OPDRACHT 1: Citeer uit het krantenbericht over de fabriek in Aalten het stuk dat begint bij de woorden "Verwacht mag worden, dat" en eindigt na "vakopleiding kunnen volgen.".
OPDRACHT 2: Met hoeveel zielen nam de bevolking van Aalten volgens de burgemeester in het krantenbericht over de fabriek in Aalten in het afgelopen jaar alleen door geboorten toe?
OPDRACHT 3: Zet het krantenbericht over de fabriek in Aalten voort na de laatste zin die er staat.

TEKSTFRAGMENT:
▼

De Graafschapper, 5 februari 1948
Fabriek voor machine- en apparatenbouw in Aalten
Na de bevrijding is er in veel gemeenten in Oost-Gelderland een verheugende activiteit ontplooid om de plattelandsgemeenten tot grotere welvaart te brengen. Ook Aalten heeft niet stil gezeten en het is gelukkig dat deze pogingen met succes bekroond worden. Straks, als het voorjaar weer in het land gekomen zal zijn, zal met de verbouwing en uitbreiding van het gebouwencomplex van de firma Treppmann aan de Polstraat begonnen worden, want hierin zal een voor Aalten geheel nieuwe industrie ondergebracht worden, n.l. een fabriek voor machine- en apparatenbouw.
Deze vestiging is des te meer gelukkig, omdat niet alleen Aalten tot op heden een dergelijke industrie niet kende, maar ook omdat in de omgeving nog weinig van deze fabrieken gevonden worden. Tot dusver had de firma Koop Lenstra en Kramer haar bedrijf in Amsterdam ondergebracht, doch voor de toekomst achtten de firmanten het beter, ’n andere plaats van vestiging te zoeken en dank zij de activiteit van het gemeentebestuur ter plaatse, is Aalten dit geworden. Het ligt in de bedoeling der firmanten om hier het hoofdbedrijf onder te brengen, terwijl in de hoofdstad alleen enkele werkplaatsen zullen overblijven.
Wat was de bedoeling?
Naar aanleiding van dit feit, hadden wij dezer dagen een onderhoud met burgemeester E.S. van Veen, die zich zeer verheugd toonde over de bereikte resultaten. Op onze vraag welke voordelen deze industrie zou kunnen opleveren, antwoordde de burgemeester, dat hierdoor o.a. voor de jonge bankwerkers, die de Ambachtsschool bezocht hebben, een toekomst ligt. „In het afgelopen jaar”, aldus de burgemeester, „vermeerderde de bevolking van Aalten alleen door geboorten met 276 zielen en nu wil het gemeentebestuur, het surplus zoveel mogelijk opvangen en de toekomst. Daarbij willen wij hier graag verschillenden helpen aan een goede werkkring in de takken van industrie gevestigd hebben, want zou bij een achteruitgang van een bepaalde tak, de arbeiders in dit bedrijf zonder werk komen, dan nog zou het slechts een klein gedeelte van de bevoIking betreffen, welk voordeel men niet heeft bij een eenzijdige industrialisatie.“
„Zal dan Aalten een industrie-dorp worden?” zo vroegen wij. „Neen”, antwoorde de burgemeester, „we moeten het rustige van het landskarakter blijven behouden, ook uit oogpunt van geestelijk-zedelijke motieven”.
Verwacht mag worden, dat aanvankelijk ongeveer 40 personen, uitsluitend mannelijke arbeidskrachten, hier werk zullen vinden en men hoopt dit met enkele jaren op te kunnen voeren tot plus minus 60. Niet alleen de oud-leerlingen der Ambachtsschool, zullen hier terecht kunnen, ook voor anderen liggen hier goede mogelijkheden. Het personeel zal voor een groot gedeelte bestaan uit ongeschoolden, die daar zelf een vakopleiding kunnen volgen.

▲

BESCHIKBARE GEGEVENS:
▼

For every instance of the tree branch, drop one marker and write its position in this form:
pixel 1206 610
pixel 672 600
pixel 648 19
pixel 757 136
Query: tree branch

▲

ANTWOORD 1:
Verwacht mag worden, dat aanvankelijk ongeveer 40 personen, uitsluitend mannelijke arbeidskrachten, hier werk zullen vinden en men hoopt dit met enkele jaren op te kunnen voeren tot plus minus 60. Niet alleen de oud-leerlingen der Ambachtsschool, zullen hier terecht kunnen, ook voor anderen liggen hier goede mogelijkheden. Het personeel zal voor een groot gedeelte bestaan uit ongeschoolden, die daar zelf een vakopleiding kunnen volgen.

ANTWOORD 2: Met 276 zielen.

ANTWOORD 3:
De oude fabriek ondergaat een gedaanteverwisseling
Voordat het echter zover is, zal er nog heel wat met het gebouwencomplex gebeuren moeten. Vroeger heeft de heer Leezer hier zijn slachthuis gevestigd gehad, waarna het verkocht werd aan de firma Gebr. Wijers, die het verbouwde en er een beschuitfabriek van maakte. Nog later ging het over naar de firma Pothof, die het tot klompenfabriek promoveerde. In de oorlogsjaren werd het in beslaggenomen door de Duitser Treppmann en thans draaien er weer de machines van de firma Pothof.
Het gemeentebestuur van Aalten verdient alle lof voor de wijze waarop zij deze zaak heeft aangepakt, want talrijke moeilijkheden moesten overwonnen worden. Niet alleen moest voor het bedrijf van de firma Pothof een andere plaats gezocht worden, maar wegens de woningnood werden hier destijds ook enkele gezinnen ondergebracht en ook voor hen moest thans een andere woongelegenheid komen.
Het laat zich dus gemakkelijk begrijpen, dat er nog heel wat veranderd moet worden, voordat de machines van de firma Koop Lenstra en Kramer hun lied van de arbeid kunnen gaan zingen. Het moet voor Burgemeester en Wethouders dan ook een grote voldoening geweest zijn, dat in de laatste vergadering van het oude jaar de Raad haar goedkeuring hechtte aan hun voorstel om het fabriekscomplex aan genoemde firma te verkopen, waardoor zij hun pogingen met succes bekroond zagen.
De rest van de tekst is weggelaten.